Saved entries:
>> Begin
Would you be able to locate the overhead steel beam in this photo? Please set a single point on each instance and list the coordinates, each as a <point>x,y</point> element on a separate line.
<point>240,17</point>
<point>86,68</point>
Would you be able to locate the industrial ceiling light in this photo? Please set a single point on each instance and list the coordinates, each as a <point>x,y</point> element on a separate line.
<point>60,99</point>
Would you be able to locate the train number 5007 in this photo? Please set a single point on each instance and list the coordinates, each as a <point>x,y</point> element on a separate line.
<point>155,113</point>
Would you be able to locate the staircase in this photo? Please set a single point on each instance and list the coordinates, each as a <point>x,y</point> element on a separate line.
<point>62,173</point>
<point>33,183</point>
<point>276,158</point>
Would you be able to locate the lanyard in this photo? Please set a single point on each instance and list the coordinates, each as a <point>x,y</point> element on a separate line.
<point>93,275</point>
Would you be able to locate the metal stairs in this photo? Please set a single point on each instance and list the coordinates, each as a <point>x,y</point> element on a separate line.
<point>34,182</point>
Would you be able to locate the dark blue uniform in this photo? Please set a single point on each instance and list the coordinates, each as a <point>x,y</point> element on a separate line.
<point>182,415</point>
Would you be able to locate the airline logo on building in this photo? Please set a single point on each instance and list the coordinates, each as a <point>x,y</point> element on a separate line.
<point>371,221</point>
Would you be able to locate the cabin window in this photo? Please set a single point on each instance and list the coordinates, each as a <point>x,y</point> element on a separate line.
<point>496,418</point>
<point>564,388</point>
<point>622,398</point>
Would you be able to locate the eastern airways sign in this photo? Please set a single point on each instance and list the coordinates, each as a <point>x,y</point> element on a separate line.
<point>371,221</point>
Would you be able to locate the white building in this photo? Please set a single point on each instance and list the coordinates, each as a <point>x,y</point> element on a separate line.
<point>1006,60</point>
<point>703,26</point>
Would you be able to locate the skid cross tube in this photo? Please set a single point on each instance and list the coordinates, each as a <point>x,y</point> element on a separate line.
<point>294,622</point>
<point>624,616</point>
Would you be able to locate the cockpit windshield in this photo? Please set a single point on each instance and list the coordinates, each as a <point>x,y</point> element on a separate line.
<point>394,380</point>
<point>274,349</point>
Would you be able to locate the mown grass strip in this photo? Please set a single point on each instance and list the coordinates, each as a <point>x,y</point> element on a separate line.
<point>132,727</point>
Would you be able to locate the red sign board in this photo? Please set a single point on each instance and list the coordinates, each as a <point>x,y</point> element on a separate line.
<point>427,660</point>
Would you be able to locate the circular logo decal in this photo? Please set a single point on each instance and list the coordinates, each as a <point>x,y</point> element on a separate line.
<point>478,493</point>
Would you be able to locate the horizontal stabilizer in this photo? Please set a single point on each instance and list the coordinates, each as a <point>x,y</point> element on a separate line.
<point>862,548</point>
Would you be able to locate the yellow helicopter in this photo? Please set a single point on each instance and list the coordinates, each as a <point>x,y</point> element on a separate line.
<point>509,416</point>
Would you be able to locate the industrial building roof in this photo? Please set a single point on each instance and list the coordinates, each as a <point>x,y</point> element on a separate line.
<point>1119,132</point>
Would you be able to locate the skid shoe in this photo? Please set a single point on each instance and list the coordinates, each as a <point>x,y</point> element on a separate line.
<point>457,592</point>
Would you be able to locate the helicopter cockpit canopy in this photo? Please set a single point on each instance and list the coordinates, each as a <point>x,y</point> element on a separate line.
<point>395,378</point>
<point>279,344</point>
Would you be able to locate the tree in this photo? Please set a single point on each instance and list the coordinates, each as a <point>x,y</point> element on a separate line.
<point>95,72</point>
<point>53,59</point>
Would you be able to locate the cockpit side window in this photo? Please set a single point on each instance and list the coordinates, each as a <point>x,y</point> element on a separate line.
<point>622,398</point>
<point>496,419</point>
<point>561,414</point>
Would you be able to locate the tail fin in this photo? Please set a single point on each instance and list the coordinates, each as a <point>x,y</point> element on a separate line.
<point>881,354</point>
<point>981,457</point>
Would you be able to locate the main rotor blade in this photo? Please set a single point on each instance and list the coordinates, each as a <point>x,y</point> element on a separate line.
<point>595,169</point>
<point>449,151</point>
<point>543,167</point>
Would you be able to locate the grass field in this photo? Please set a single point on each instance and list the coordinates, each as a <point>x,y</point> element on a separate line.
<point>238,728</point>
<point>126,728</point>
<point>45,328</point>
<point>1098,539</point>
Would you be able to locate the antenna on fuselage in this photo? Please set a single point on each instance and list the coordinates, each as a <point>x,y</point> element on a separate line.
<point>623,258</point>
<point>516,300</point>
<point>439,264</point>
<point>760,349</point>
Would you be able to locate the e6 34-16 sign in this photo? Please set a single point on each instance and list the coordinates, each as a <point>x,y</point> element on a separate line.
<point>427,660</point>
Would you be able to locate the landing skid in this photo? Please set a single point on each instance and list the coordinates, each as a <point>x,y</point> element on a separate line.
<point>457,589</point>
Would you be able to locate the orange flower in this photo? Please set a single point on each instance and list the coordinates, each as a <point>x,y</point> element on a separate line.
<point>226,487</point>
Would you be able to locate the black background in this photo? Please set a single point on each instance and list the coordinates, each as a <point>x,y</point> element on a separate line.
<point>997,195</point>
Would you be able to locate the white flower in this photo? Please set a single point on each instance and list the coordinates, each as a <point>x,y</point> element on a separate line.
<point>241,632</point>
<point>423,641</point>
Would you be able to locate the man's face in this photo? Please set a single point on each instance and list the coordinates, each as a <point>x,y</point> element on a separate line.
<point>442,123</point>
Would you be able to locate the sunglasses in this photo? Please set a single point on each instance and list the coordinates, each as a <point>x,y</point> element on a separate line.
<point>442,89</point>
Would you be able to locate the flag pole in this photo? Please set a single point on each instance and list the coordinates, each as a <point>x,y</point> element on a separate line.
>> End
* [Requirements] Edit the items above, replacing "a separate line" with "its own line" everywhere it occurs and keeping everything else the same.

* [Reply]
Would you be able to locate the overhead steel beam in this photo? Please set a single point on each instance and list the coordinates, each as a <point>x,y</point> element on its own line.
<point>240,17</point>
<point>86,68</point>
Would you be able to locate the industrial ceiling light in this photo? Please set a single point on each instance and list the coordinates, each as a <point>x,y</point> element on its own line.
<point>60,99</point>
Would you be able to locate the train number 5007 in this photo? Please set a single point on each instance and list the coordinates, each as a <point>x,y</point> element on its own line.
<point>155,113</point>
Would you be able to locate the staircase in this photo? Please set a single point on each instance and list the coordinates, each as a <point>x,y</point> element on its own line.
<point>62,173</point>
<point>33,183</point>
<point>276,158</point>
Would you be able to locate the lanyard in this photo? Please set a single point on each instance and list the coordinates, each as a <point>x,y</point> element on its own line.
<point>93,275</point>
Would you be able to locate the metal stairs in this photo? Please set a single point on each instance and list the coordinates, each as a <point>x,y</point> element on its own line.
<point>34,182</point>
Would you be able to locate the dark blue uniform in this photo? Please set a single point on each instance and list the coordinates, each as a <point>x,y</point> element on its own line.
<point>182,415</point>
Would you be able to locate the airline logo on building in this photo? Please set a single point on each instance and list the coordinates, each as a <point>x,y</point> element on its own line.
<point>371,221</point>
Would you be able to locate the cabin window in this photo? Please set a single point on each instance and list the coordinates, each as a <point>x,y</point> element on its own line.
<point>496,418</point>
<point>564,388</point>
<point>622,398</point>
Would you be able to locate the eastern airways sign in this photo? Please set a single point on each instance and list the coordinates, each as a <point>x,y</point> element on its own line.
<point>371,221</point>
Would you be able to locate the white building in this photo? Please set a single point on each instance and list the coordinates, each as a <point>x,y</point> element on its own line.
<point>1006,60</point>
<point>703,26</point>
Would you be able to locate the skid cross tube in this photo? Please set a single point on each instance and list the coordinates, each as a <point>x,y</point> element on its own line.
<point>294,622</point>
<point>624,616</point>
Would you be able to locate the cockpit windshield in this photo? Please set a single point on each instance and list the coordinates, each as a <point>x,y</point> element on its own line.
<point>394,380</point>
<point>274,349</point>
Would you be able to locate the mown grass strip in this photo? Please set a single point on each instance and list the coordinates, each as a <point>x,y</point> element on its own line.
<point>132,727</point>
Would you be able to locate the red sign board in this photo? Please set a single point on each instance and list the coordinates, each as a <point>x,y</point> element on its own line.
<point>427,660</point>
Would you be able to locate the circular logo decal in this photo? Please set a single point on each instance and list the coordinates, each as a <point>x,y</point> element on its own line.
<point>478,493</point>
Would you be able to locate the horizontal stabilizer in this photo? Please set a single point on each instance and list the coordinates, each as a <point>x,y</point> element on its own line.
<point>862,548</point>
Would you be able to locate the yellow helicopter in this photo? Please set a single point on each instance and list the coordinates, each as a <point>x,y</point> element on its own line.
<point>509,416</point>
Would you be able to locate the industrial building roof in this photo? Please set a single point on each instance and list the coordinates, each as a <point>x,y</point> element on its own line.
<point>1119,132</point>
Would you be able to locate the skid shoe in this photo? Please set a single point on each instance and list the coordinates, each as a <point>x,y</point> element on its own line.
<point>457,592</point>
Would you be able to locate the helicopter cockpit canopy in this photo? Please set a single point on each instance and list the coordinates, each as a <point>x,y</point> element on its own line.
<point>395,378</point>
<point>279,344</point>
Would you be able to locate the tree in this photo? Please set a single point on each instance and list the coordinates, each as a <point>x,y</point> element on its own line.
<point>95,72</point>
<point>53,59</point>
Would you be able to locate the cockpit side window in this photo? Please set a single point on each instance and list the coordinates, each as a <point>x,y</point> element on its own line.
<point>622,398</point>
<point>496,419</point>
<point>561,414</point>
Would you be able to locate the tail fin in this photo? Please set a single point on each instance and list the coordinates, each as a <point>x,y</point> element on its own line.
<point>881,354</point>
<point>981,457</point>
Would you be able to locate the main rotor blade in this photo? Please set a single point on each instance and list the coordinates, each as a <point>x,y</point> element on its own line.
<point>595,169</point>
<point>449,151</point>
<point>543,167</point>
Would you be able to locate the grass field in this photo? Please set a single point on each instance and list the coordinates, each as a <point>x,y</point> element on its own line.
<point>238,728</point>
<point>126,728</point>
<point>45,328</point>
<point>1098,539</point>
Would you be able to locate the antenna on fuselage in this photo? Please set a single point on each instance and list the coordinates, each as a <point>x,y</point> element on its own line.
<point>623,258</point>
<point>516,300</point>
<point>439,264</point>
<point>760,349</point>
Would you be able to locate the e6 34-16 sign in this photo? Please set a single point on each instance and list the coordinates, each as a <point>x,y</point> element on its own line.
<point>427,660</point>
Would you be able to locate the landing skid in this photo? Please set a single point on each instance and list the coordinates, each as a <point>x,y</point> element on its own line.
<point>457,589</point>
Would you be able to locate the orange flower in this photo? Please set a single point on each instance and list the coordinates, each as a <point>x,y</point> element on its own line.
<point>226,487</point>
Would you be able to locate the black background in this photo? Please set a single point on each instance and list the coordinates, each as a <point>x,y</point> element on its own line.
<point>997,195</point>
Would you be able to locate the white flower in this photo? Please set a single point on each instance and list the coordinates, each as a <point>x,y</point> element on its own line.
<point>241,632</point>
<point>423,641</point>
Would you be able to locate the man's face in this photo? Please set a single point on each instance and list the coordinates, each as a <point>x,y</point> element on its own line.
<point>442,123</point>
Would you be able to locate the sunglasses in this photo? Please set a single point on each instance and list the coordinates, each as a <point>x,y</point> element on its own line.
<point>442,89</point>
Would you be able to locate the flag pole in this photo? Please set a single point on each instance and list the coordinates, each as a <point>x,y</point> element on its own line.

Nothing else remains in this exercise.